▶ _INSTRUCTIONS_
(a) List the front wing models that the surf report says are on the floor.
(b) In the surf report, what size fuse did the writer get with the 1050?
(c) Copy everything in the surf report from "On the floor" down to "from 196° (SSW)".

Smaller day at Hookipa yesterday, but, as you will read below, that was only a transition day. Photo by Jimmie Hepp from this album.
Hi-Tech is now carrying the awesome Armstrong foils. Eager as I am to try as much gear as I can, I immediately got myself a 1050 with a 50cm fuse and managed to have one head to head comparison session with my favorite Gofoil surfing setup (GL120 with 24.5 mast and tuttle to tuttle extension plus short pedestal and 12.5 tail). The comparison started up so interesting and exciting that it seemed like it was going to be like a tight race between American Magic and Team New Zealand.
Unfortunately my right hip started flaring up and now I have to take a break from foiling until it heals.
And while I'm at it, I'm also going to take a break from all the disciplines that involve gripping with my hands. With the exceptions of my thumbs and the right index that was operated, in fact, all my other fingers trigger. Bit of a wreck I know, thank god I can still surf at least...
On the floor are three of the most advanced front wings: 1250, 1050 and the just arrived new 850. Damn, would love to try them all!
4am significant buoy readings and discussion.
South shore
Lanai
1.2ft @ 13s from 196° (SSW)
Very small SSW energy at Lanai, check the Lahaina webcam
if interested, for size, conditions and consistency (there's not much).
North shore
NW101
11ft @ 19s from 324° (NW)
Pauwela (6am)

▶ _PROVIDED RECORDS_

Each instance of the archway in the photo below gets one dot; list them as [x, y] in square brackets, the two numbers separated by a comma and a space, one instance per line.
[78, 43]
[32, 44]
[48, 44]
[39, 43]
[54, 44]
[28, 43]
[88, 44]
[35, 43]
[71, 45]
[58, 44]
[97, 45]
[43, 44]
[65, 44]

▶ _SET OF ANSWERS_
(a) 1250, 1050, 850

(b) A 50cm fuse.

(c)
On the floor are three of the most advanced front wings: 1250, 1050 and the just arrived new 850. Damn, would love to try them all!
4am significant buoy readings and discussion.
South shore
Lanai
1.2ft @ 13s from 196° (SSW)